start
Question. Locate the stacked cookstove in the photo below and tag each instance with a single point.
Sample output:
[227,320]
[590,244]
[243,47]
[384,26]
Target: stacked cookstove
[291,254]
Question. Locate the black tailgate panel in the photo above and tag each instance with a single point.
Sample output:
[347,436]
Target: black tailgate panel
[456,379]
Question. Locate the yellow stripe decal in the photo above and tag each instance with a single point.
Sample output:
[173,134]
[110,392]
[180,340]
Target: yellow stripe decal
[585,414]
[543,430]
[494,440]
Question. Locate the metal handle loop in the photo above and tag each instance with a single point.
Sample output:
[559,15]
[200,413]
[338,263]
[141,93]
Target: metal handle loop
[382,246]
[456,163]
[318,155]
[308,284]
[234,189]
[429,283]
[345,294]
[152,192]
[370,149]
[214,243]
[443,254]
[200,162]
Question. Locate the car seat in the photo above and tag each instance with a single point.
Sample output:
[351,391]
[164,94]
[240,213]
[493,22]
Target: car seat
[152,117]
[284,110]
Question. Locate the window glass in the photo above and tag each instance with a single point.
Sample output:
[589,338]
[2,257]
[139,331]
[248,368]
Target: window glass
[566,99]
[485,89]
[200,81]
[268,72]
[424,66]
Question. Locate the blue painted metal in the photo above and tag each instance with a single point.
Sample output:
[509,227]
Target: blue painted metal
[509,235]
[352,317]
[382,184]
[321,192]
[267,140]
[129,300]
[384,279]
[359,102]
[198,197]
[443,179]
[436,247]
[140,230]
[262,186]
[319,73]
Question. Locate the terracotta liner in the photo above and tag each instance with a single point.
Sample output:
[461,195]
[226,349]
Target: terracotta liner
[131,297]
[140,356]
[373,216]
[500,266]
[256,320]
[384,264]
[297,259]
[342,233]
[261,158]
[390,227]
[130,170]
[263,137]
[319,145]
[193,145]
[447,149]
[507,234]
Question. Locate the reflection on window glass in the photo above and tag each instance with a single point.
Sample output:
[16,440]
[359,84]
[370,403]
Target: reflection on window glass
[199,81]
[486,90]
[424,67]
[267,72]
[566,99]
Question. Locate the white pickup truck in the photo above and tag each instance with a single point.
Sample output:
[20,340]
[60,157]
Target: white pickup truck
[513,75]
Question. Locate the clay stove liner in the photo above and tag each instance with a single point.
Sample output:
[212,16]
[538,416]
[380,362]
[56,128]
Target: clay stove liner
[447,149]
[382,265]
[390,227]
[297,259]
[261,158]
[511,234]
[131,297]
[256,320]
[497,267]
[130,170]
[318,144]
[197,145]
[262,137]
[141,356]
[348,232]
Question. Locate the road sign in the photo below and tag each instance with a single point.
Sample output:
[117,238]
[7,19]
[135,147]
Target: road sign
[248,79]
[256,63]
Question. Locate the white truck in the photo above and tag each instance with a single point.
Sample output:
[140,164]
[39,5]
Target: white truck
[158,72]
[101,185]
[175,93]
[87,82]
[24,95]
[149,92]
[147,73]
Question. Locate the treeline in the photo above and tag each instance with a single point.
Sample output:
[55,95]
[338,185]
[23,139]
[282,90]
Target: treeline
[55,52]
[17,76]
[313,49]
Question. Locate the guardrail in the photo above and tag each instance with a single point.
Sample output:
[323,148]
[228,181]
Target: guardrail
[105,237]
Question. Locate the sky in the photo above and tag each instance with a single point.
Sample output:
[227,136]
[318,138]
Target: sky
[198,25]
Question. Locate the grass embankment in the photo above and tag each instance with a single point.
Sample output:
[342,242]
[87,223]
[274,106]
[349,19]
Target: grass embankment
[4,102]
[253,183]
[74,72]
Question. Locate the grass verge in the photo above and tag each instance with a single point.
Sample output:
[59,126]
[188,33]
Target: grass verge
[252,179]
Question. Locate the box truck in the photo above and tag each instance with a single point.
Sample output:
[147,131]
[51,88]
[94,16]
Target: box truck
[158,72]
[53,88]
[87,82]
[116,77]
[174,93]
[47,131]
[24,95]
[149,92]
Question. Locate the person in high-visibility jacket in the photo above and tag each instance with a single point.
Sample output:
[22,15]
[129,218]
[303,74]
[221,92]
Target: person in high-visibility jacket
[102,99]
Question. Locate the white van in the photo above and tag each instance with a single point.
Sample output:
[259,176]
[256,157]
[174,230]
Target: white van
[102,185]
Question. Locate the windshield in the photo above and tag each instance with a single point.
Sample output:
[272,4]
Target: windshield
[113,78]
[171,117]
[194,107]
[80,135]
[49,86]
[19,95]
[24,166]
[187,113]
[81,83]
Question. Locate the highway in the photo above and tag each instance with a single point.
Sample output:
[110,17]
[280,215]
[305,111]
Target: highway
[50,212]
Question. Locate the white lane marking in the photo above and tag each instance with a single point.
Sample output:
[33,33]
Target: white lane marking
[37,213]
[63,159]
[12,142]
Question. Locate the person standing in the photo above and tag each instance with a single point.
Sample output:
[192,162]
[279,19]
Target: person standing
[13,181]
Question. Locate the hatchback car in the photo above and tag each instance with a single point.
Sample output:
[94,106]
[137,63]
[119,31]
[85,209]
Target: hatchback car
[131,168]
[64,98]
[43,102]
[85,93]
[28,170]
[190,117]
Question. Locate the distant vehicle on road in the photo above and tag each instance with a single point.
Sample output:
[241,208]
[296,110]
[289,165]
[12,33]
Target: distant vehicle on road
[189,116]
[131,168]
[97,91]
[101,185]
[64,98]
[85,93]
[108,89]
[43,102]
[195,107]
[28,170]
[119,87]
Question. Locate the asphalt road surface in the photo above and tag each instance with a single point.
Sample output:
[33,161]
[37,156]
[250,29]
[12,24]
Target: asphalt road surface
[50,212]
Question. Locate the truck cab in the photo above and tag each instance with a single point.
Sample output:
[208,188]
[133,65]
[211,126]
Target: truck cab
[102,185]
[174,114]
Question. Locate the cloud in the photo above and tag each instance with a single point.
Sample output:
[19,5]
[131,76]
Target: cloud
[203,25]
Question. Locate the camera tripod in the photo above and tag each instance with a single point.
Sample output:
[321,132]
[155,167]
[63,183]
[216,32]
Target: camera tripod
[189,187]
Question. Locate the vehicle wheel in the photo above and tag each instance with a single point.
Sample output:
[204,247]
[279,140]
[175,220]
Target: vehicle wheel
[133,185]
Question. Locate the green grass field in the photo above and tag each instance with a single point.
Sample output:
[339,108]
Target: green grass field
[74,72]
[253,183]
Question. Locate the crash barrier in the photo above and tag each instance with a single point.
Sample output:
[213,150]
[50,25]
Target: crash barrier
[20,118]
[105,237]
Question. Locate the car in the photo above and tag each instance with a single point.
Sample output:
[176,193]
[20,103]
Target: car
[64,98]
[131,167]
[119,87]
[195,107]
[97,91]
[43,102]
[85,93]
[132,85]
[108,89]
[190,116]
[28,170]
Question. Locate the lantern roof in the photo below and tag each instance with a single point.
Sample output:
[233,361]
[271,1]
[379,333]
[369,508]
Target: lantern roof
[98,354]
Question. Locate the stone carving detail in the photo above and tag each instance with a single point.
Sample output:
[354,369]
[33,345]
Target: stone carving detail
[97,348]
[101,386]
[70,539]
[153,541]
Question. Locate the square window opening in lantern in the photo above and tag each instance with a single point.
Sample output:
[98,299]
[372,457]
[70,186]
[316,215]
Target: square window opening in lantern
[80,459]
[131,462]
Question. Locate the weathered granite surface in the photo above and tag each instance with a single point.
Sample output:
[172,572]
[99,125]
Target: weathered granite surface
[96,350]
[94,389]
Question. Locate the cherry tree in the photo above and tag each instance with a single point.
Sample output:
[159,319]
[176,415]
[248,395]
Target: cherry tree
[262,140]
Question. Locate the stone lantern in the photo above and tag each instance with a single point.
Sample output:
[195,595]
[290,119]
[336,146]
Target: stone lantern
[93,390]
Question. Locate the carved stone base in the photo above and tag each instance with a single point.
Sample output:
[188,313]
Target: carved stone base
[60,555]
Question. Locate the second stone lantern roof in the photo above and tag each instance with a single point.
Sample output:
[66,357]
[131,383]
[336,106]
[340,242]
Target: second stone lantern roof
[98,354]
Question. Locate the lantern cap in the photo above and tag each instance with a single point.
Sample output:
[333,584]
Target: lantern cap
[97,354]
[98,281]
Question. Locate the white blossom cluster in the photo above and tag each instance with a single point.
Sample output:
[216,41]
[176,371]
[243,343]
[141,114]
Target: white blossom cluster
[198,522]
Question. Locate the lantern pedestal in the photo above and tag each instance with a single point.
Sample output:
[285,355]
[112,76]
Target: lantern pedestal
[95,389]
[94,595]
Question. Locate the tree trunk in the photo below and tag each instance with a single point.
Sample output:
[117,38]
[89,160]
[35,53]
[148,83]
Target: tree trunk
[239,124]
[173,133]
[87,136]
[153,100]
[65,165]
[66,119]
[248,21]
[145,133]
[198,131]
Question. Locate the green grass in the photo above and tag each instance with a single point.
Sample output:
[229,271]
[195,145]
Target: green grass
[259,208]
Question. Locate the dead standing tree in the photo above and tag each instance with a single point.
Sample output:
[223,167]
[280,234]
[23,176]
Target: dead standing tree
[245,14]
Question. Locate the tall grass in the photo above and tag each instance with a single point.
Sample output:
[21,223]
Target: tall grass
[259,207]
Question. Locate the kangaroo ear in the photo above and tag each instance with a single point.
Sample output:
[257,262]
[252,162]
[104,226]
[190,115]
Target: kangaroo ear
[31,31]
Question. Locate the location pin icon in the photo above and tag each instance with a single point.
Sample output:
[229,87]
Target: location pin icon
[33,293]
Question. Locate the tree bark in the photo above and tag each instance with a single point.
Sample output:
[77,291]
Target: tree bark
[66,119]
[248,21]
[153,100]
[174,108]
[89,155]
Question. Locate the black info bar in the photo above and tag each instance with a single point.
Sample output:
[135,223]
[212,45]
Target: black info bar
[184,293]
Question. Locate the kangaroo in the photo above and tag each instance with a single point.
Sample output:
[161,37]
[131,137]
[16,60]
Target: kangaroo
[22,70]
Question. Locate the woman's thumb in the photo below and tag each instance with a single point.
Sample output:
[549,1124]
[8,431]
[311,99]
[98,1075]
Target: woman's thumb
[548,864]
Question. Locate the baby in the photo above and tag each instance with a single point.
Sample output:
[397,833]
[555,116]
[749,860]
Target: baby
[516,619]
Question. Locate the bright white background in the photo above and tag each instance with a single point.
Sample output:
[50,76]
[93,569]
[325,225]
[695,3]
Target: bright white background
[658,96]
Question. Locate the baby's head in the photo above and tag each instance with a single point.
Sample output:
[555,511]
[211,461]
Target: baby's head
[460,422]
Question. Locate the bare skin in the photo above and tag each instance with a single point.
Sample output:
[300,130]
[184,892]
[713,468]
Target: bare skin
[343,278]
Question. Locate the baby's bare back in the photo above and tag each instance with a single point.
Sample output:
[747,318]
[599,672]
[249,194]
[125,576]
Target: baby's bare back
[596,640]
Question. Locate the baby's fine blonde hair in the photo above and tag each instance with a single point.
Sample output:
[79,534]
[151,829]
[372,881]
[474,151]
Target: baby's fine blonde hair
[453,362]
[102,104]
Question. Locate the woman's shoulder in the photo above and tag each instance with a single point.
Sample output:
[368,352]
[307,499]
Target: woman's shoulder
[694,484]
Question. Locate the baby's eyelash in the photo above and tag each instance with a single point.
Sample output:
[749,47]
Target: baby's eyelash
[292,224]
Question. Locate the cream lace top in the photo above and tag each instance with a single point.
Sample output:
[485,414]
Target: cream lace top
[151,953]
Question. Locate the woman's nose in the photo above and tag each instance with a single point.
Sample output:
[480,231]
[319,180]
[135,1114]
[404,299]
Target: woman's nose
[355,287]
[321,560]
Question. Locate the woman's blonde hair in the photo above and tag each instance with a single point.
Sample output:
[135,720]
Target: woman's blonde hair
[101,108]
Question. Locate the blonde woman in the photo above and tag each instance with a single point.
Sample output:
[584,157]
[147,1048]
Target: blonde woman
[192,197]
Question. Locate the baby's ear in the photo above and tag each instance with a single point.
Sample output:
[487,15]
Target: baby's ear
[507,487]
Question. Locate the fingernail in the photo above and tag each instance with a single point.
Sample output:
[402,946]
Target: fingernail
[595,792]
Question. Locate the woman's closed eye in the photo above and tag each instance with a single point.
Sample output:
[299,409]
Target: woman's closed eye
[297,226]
end
# PROBLEM STATEMENT
Repeat, word for word, every line from the line that contains "Question. Locate the baby's fine" to the end of the entries; include both of those lines and no others.

# RESPONSE TO THE TASK
Question. Locate the baby's fine blonde hair in the photo above and tag each instance with a single point.
Sample output:
[79,534]
[151,829]
[372,881]
[474,151]
Target: baby's fine blonde hair
[453,362]
[102,104]
Question. Locate the woman's shoulder in the photo above and tag each instance with a single point.
Sample output:
[368,352]
[307,499]
Target: woman's shoulder
[694,484]
Question. Locate the baby's eyelash in the photo above and tag each instance with a single point.
Sample output:
[749,47]
Target: baby's eyelash
[292,224]
Question. Locate the cream lace top in the photo above and tag each instance with a single point.
Sample output:
[485,414]
Target: cream lace top
[151,953]
Question. Locate the woman's nose in the photo above and tag each instance with a single point.
Sample output:
[480,231]
[319,180]
[135,1114]
[404,299]
Target: woman's nose
[355,287]
[321,560]
Question. Locate the woman's blonde hair in the photo above and tag each instance with a single point.
Sample output:
[135,720]
Target: woman's blonde hair
[101,108]
Question. Locate the blonde woman in the photo above and tag each instance with a single point.
Sample output:
[584,157]
[147,1048]
Target: blonde woman
[192,197]
Question. Locate the baby's ear in the photo above and tag each instance with a single point.
Sample output:
[487,15]
Target: baby's ear
[507,487]
Question. Locate the fingernail in the photo above and tag each instance with a single point.
Sample output:
[402,946]
Target: fingernail
[595,792]
Question. Locate the woman's closed eye in the photo above and tag each instance with a single point.
Sample output:
[299,409]
Target: woman's closed eye
[297,226]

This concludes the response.